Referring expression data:
====
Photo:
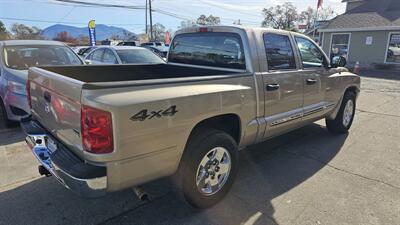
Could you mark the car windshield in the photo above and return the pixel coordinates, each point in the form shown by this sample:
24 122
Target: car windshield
138 56
23 57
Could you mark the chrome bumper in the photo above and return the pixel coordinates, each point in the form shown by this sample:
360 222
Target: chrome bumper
59 161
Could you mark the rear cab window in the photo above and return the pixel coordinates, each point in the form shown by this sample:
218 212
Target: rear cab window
310 55
279 51
214 49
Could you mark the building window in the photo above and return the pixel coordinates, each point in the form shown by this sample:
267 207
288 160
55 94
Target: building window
393 51
340 45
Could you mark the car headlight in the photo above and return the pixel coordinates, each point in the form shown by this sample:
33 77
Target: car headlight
16 88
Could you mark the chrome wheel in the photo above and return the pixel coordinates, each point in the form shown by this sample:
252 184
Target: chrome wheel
213 171
348 113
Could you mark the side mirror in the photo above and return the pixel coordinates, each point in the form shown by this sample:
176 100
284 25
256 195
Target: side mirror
338 61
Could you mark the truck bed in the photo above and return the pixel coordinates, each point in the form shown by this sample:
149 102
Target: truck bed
118 73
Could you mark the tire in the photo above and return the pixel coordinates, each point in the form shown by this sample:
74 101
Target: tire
198 159
4 118
343 121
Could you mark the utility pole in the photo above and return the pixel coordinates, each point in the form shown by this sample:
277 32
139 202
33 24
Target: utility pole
151 22
146 17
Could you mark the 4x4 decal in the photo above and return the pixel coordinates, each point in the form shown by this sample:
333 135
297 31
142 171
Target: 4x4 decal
144 114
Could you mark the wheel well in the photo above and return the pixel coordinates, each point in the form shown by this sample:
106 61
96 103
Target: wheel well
229 123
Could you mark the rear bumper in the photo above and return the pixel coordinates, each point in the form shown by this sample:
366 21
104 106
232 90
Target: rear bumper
81 178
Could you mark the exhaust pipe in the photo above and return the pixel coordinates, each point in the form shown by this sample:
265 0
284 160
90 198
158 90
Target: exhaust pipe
140 193
43 171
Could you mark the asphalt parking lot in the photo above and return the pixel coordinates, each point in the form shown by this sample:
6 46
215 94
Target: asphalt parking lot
306 177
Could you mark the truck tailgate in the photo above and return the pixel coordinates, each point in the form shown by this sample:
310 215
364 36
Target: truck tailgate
56 105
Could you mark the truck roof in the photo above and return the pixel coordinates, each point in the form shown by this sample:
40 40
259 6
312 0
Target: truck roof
233 28
30 42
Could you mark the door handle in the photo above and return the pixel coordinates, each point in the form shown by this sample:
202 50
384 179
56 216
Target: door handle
47 96
272 87
311 81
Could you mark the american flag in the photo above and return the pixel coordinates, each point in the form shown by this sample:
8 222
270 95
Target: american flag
319 4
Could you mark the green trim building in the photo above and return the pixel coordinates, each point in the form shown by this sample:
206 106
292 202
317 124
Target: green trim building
368 32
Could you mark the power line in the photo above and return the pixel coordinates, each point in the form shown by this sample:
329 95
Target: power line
50 21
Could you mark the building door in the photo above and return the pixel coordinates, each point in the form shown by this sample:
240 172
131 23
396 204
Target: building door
393 50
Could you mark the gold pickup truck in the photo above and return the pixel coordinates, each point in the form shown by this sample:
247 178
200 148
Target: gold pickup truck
104 128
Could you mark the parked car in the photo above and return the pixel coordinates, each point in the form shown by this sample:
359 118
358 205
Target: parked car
127 43
16 58
221 91
157 52
122 55
79 49
158 45
84 52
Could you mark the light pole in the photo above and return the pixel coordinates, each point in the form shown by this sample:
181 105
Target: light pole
146 17
151 22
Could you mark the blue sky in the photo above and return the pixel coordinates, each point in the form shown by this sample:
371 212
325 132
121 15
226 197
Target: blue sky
43 13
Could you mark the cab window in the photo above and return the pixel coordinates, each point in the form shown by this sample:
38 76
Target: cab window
109 57
97 55
214 49
279 52
310 54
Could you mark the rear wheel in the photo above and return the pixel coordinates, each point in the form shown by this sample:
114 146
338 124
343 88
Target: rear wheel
345 116
209 167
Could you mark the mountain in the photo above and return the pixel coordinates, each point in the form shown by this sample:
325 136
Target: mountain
102 31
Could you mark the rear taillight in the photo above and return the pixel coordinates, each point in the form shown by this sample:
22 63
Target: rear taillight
96 130
28 93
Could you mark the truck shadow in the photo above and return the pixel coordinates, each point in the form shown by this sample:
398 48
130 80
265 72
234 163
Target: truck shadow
267 170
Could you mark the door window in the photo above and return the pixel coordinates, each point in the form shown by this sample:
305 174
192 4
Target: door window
340 45
310 54
97 55
279 52
393 51
109 57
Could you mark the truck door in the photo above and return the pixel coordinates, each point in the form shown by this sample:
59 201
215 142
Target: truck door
314 69
283 84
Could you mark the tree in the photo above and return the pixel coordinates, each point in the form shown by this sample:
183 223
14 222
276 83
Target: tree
4 34
281 16
309 15
209 21
158 32
63 36
22 31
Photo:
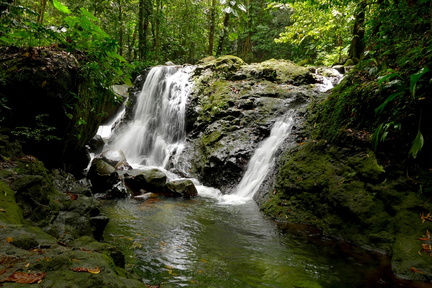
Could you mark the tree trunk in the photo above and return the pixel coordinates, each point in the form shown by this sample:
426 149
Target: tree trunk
357 43
224 34
212 21
143 23
120 29
41 11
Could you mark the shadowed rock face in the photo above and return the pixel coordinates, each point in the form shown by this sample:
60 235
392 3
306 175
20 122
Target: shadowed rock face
45 97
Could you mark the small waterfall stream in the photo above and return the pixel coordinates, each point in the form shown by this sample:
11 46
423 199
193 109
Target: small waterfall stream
157 129
263 159
198 242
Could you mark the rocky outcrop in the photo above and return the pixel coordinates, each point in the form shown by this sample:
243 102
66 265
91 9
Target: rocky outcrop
231 110
183 187
44 102
49 224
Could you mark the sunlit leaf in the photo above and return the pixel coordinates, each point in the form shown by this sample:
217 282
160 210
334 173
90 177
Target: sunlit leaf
62 8
94 271
417 145
24 278
415 78
388 77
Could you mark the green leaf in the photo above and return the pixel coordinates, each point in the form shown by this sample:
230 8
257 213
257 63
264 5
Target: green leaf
415 78
417 145
376 136
232 36
62 8
389 76
88 14
380 108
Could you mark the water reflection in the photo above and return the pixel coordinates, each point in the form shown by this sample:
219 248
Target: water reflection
200 243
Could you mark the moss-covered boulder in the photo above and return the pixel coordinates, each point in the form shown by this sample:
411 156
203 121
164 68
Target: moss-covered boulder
183 187
102 175
346 193
48 102
48 228
232 108
141 181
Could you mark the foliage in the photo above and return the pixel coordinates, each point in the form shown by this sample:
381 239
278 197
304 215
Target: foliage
40 132
318 32
402 89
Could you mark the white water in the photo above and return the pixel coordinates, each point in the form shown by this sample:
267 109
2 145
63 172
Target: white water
157 132
157 129
260 163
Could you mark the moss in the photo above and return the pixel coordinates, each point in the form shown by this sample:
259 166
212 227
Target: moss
208 140
12 214
286 71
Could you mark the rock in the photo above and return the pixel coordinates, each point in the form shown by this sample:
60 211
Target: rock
123 165
96 144
99 223
152 180
339 68
113 157
102 175
25 241
183 187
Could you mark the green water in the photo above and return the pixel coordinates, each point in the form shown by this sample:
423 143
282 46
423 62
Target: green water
200 243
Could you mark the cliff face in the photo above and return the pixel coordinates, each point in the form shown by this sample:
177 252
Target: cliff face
232 108
329 176
47 106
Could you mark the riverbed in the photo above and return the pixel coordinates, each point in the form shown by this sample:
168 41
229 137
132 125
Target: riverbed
203 243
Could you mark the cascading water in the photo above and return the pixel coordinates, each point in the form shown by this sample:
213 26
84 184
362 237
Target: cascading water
157 129
195 243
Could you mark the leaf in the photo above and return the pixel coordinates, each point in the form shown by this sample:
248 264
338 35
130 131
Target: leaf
415 78
415 270
380 108
94 271
62 8
24 278
389 76
89 270
417 145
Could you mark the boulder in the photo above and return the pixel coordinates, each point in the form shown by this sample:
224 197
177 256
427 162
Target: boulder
123 165
183 187
102 175
96 144
113 157
152 180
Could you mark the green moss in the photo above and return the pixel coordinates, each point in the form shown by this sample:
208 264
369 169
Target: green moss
12 214
208 140
286 71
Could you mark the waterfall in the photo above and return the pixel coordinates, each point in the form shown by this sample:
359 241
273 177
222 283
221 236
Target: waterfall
157 128
263 158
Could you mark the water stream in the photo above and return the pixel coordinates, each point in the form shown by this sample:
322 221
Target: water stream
217 240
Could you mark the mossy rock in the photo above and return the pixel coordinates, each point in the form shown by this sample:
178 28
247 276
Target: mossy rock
10 213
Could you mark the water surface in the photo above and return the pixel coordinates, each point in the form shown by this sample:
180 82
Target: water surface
201 243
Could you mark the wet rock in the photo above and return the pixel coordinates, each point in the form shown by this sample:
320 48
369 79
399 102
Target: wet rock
123 165
152 180
113 157
96 144
99 223
183 188
25 241
102 175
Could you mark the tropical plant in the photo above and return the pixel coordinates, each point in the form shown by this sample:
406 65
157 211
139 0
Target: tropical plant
402 88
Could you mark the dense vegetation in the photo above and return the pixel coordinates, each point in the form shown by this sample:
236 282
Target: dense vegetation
386 96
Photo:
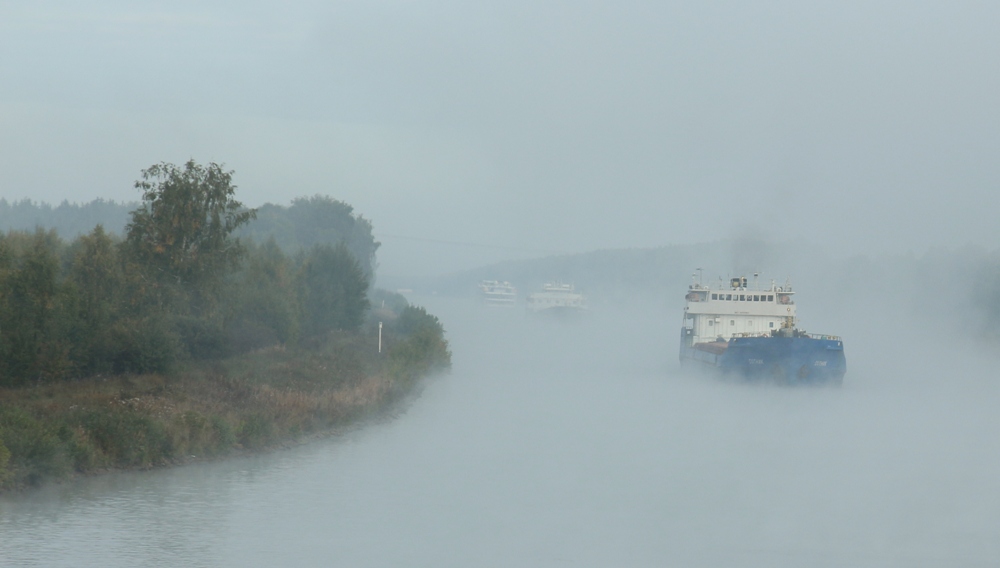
====
§ **What is being asked**: Start with the line above that contains "Could you mark the asphalt" and end with the line that contains "Could you mark the american". Write out those lines exactly, and only those.

§ **Problem solution**:
Could you mark the asphalt parking lot in the photo above and return the pixel coordinates, each point in the form shown by this sample:
6 46
215 94
Target: asphalt parking lot
306 177
Could you mark the truck tailgate in the photo above and return the pixel coordinates, each point in the form shown by this sample:
310 215
364 36
Target: truck tailgate
56 105
Could you mark the truck roof in the photo above and return the pixel coordinates, each point in the form shown by this sample:
40 40
259 6
312 0
Target: truck roof
233 28
30 42
Could you mark the door handle in the photo above and return the pixel coordinates, each point in the form shown by this sample:
202 50
384 179
56 216
Target: door handle
47 96
272 87
311 81
Could you mark the american flag in the photo above and return the pixel coordinates, each point in the form shown by this sample:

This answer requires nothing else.